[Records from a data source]
● ● ●

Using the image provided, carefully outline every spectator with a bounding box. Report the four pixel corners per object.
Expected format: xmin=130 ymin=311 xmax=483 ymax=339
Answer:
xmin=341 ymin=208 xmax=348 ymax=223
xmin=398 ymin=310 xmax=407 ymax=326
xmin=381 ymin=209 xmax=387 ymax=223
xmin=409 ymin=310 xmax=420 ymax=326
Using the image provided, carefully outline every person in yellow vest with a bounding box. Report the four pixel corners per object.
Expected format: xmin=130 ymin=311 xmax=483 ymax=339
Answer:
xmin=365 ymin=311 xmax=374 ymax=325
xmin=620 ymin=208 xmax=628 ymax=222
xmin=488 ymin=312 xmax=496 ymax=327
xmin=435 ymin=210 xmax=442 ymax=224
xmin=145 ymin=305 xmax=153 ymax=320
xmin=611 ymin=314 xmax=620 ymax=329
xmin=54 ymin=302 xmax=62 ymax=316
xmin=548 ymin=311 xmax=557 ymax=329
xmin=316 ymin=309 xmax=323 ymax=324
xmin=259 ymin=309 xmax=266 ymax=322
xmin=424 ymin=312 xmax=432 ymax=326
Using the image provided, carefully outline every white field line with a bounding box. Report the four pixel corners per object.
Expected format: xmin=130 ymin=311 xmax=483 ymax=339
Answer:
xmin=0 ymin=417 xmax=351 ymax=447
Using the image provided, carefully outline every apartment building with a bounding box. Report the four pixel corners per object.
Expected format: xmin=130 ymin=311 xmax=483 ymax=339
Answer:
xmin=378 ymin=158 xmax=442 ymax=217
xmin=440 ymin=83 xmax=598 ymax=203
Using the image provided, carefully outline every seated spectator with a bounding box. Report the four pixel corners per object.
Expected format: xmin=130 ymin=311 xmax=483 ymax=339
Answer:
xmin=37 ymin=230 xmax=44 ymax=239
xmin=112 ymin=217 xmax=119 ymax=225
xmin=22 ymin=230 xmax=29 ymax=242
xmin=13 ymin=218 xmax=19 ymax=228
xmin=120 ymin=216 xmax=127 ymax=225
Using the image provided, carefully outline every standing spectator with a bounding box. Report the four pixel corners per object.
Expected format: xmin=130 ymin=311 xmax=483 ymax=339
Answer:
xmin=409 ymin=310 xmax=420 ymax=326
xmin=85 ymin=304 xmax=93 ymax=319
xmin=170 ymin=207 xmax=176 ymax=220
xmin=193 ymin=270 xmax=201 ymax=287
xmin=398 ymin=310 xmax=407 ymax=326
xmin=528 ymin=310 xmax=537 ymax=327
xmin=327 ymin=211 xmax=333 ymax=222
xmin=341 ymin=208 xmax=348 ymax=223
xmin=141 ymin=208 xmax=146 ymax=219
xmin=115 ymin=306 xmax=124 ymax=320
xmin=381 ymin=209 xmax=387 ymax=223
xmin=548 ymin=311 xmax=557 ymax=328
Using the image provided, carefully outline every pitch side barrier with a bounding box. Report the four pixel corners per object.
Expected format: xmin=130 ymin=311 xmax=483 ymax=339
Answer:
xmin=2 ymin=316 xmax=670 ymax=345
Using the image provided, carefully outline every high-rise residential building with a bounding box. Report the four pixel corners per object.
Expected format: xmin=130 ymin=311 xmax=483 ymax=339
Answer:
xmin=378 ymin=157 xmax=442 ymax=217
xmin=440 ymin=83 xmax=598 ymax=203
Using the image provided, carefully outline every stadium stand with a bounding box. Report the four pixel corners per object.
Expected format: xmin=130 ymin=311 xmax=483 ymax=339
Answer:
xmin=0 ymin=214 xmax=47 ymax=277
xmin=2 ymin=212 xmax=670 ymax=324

● ● ●

▶ **PROBLEM**: Copy all of the data exactly. Skip nothing.

▶ **ANSWER FOR THIS EXERCISE**:
Using the image provided, carefully outline every spectator with a bounding box. Report the four pixel corners per object.
Expected format: xmin=130 ymin=311 xmax=483 ymax=339
Answer:
xmin=341 ymin=208 xmax=348 ymax=223
xmin=398 ymin=310 xmax=407 ymax=326
xmin=381 ymin=209 xmax=387 ymax=223
xmin=409 ymin=310 xmax=420 ymax=326
Using the image provided, carefully outline every person in yellow vest with a bounding box. Report the four pixel corners per object.
Expected format: xmin=130 ymin=311 xmax=483 ymax=339
Answer:
xmin=365 ymin=311 xmax=374 ymax=325
xmin=620 ymin=208 xmax=628 ymax=222
xmin=488 ymin=312 xmax=496 ymax=327
xmin=435 ymin=210 xmax=442 ymax=224
xmin=145 ymin=305 xmax=153 ymax=320
xmin=611 ymin=314 xmax=620 ymax=329
xmin=54 ymin=302 xmax=62 ymax=316
xmin=548 ymin=311 xmax=557 ymax=329
xmin=316 ymin=309 xmax=323 ymax=324
xmin=259 ymin=309 xmax=266 ymax=322
xmin=424 ymin=312 xmax=432 ymax=326
Using the image provided, carefully outline every white field line with a bounding box. Report the four pixel corners per object.
Expected format: xmin=130 ymin=311 xmax=483 ymax=339
Answer:
xmin=0 ymin=417 xmax=351 ymax=447
Using the image provided, carefully outline every apartment building with a bounding box. Report the four pixel corners per object.
Expected format: xmin=130 ymin=311 xmax=483 ymax=339
Answer:
xmin=378 ymin=158 xmax=442 ymax=217
xmin=440 ymin=83 xmax=598 ymax=203
Using the image provided, carefully outline every seated spectator with a bounding box. Report the four pixel corners per object.
Expected format: xmin=130 ymin=311 xmax=483 ymax=339
Answer:
xmin=37 ymin=230 xmax=44 ymax=239
xmin=112 ymin=217 xmax=119 ymax=225
xmin=22 ymin=230 xmax=29 ymax=242
xmin=13 ymin=218 xmax=19 ymax=228
xmin=120 ymin=216 xmax=127 ymax=225
Using the image provided, carefully outline every standing spectator with a bounding box. Report the four pixel corners per object.
Expected format: xmin=130 ymin=311 xmax=483 ymax=339
Answer:
xmin=409 ymin=310 xmax=420 ymax=326
xmin=85 ymin=304 xmax=93 ymax=319
xmin=170 ymin=207 xmax=176 ymax=220
xmin=193 ymin=270 xmax=201 ymax=287
xmin=398 ymin=310 xmax=407 ymax=326
xmin=528 ymin=310 xmax=537 ymax=327
xmin=327 ymin=211 xmax=333 ymax=222
xmin=341 ymin=208 xmax=348 ymax=223
xmin=141 ymin=208 xmax=146 ymax=219
xmin=115 ymin=306 xmax=124 ymax=320
xmin=381 ymin=209 xmax=387 ymax=223
xmin=548 ymin=311 xmax=557 ymax=328
Using the image provided, carefully outline every pitch side barrier with a bounding box. Report the four pixel corners per object.
Expected format: xmin=130 ymin=311 xmax=483 ymax=339
Answer:
xmin=2 ymin=316 xmax=670 ymax=345
Using the image provided, carefully outline every high-rise residential building with a bounding box. Report the four pixel corners per object.
Expected format: xmin=130 ymin=311 xmax=483 ymax=339
Answer:
xmin=378 ymin=157 xmax=442 ymax=217
xmin=440 ymin=83 xmax=598 ymax=203
Using the image provided, carefully outline every stadium stand with a bounding box. Report the four pixel corners per object.
Expected format: xmin=130 ymin=311 xmax=483 ymax=339
Answer:
xmin=0 ymin=214 xmax=47 ymax=277
xmin=2 ymin=212 xmax=670 ymax=324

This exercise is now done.